Dataset rows:

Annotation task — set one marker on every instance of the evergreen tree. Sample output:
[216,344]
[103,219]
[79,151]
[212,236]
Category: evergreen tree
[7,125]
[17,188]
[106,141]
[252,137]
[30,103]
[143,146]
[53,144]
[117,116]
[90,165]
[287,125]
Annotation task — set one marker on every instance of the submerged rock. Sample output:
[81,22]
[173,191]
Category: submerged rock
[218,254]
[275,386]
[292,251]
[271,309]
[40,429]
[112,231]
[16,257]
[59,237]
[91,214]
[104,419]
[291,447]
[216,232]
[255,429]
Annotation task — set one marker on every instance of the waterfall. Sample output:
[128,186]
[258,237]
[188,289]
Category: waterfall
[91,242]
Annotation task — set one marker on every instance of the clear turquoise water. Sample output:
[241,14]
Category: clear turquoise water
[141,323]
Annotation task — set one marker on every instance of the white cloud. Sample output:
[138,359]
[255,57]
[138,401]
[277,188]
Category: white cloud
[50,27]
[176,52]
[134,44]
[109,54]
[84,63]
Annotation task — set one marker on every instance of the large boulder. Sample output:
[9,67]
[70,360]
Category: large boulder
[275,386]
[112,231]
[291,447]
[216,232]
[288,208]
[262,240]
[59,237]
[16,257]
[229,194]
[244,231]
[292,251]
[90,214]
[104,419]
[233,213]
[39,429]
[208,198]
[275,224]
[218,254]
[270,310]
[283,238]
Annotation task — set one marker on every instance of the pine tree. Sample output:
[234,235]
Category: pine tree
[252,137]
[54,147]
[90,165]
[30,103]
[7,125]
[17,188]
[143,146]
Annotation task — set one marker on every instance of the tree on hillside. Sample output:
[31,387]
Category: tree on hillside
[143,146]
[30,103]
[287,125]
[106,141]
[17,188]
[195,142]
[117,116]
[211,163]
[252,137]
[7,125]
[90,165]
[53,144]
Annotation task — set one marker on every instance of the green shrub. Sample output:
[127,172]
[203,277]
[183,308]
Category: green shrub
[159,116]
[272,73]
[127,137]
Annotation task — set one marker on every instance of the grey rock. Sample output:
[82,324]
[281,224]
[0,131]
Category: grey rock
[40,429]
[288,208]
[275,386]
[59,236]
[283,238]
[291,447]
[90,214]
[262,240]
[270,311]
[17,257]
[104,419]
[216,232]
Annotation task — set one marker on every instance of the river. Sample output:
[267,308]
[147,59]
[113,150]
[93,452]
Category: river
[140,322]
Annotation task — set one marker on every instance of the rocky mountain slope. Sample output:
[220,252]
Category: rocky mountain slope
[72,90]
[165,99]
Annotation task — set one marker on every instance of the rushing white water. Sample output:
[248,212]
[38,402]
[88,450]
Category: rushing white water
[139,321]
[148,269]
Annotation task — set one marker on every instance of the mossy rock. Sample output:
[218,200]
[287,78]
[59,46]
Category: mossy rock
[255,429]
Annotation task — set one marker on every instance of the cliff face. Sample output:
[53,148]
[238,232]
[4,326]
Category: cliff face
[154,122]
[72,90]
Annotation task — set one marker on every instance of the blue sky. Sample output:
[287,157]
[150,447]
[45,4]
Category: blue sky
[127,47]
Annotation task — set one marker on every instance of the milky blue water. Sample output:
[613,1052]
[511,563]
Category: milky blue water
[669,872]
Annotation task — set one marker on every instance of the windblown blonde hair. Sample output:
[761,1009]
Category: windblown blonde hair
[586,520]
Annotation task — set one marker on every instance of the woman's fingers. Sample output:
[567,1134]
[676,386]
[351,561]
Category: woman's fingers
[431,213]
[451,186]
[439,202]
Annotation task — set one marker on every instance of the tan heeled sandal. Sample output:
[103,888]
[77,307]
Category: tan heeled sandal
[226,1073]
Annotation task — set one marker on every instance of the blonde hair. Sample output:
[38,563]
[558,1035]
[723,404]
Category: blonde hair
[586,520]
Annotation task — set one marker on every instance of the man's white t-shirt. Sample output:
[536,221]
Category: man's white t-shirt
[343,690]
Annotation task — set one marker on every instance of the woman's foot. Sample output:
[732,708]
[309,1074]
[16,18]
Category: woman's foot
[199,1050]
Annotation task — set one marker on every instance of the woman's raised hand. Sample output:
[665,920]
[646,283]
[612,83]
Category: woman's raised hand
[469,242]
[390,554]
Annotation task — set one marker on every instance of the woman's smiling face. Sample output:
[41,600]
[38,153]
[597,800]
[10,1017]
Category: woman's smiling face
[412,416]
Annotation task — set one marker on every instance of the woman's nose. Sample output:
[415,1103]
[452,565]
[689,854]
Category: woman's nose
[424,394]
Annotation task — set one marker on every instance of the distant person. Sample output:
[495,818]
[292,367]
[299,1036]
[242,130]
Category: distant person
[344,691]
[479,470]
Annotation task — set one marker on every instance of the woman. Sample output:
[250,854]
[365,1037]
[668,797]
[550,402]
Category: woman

Task:
Replace "set one marker" with "place one point" in the data, starting at the line that contains "of the man's" and ending at the last line of the data. Return those lines with everything else unchanged.

Output below:
Annotation task — place one point on every instance of the man's white t-shirt. Sample output:
[536,221]
Category: man's white t-shirt
[343,690]
Annotation task — place one point on every instance of the woman's foot. Sample output:
[732,708]
[309,1074]
[16,18]
Category: woman's foot
[199,1050]
Annotation task — place one point on every instance of the woman's raised hand. Sample output:
[665,920]
[646,283]
[612,83]
Category: woman's raised hand
[469,242]
[390,554]
Annotation task — place one point on every instance of the woman's smiling face. Sample output:
[41,600]
[38,153]
[597,800]
[10,1017]
Category: woman's smiling face
[412,416]
Annotation task — place one point on every instance of the woman's nose. Sample output:
[415,1103]
[452,565]
[689,854]
Category: woman's nose
[424,394]
Annotation task — place one point on every instance of the distant person. Sample output:
[495,818]
[292,367]
[299,1036]
[242,130]
Category: distant person
[344,691]
[479,470]
Annotation task — place one point on every instance of the woman. Sample output:
[250,854]
[365,1037]
[668,797]
[550,402]
Category: woman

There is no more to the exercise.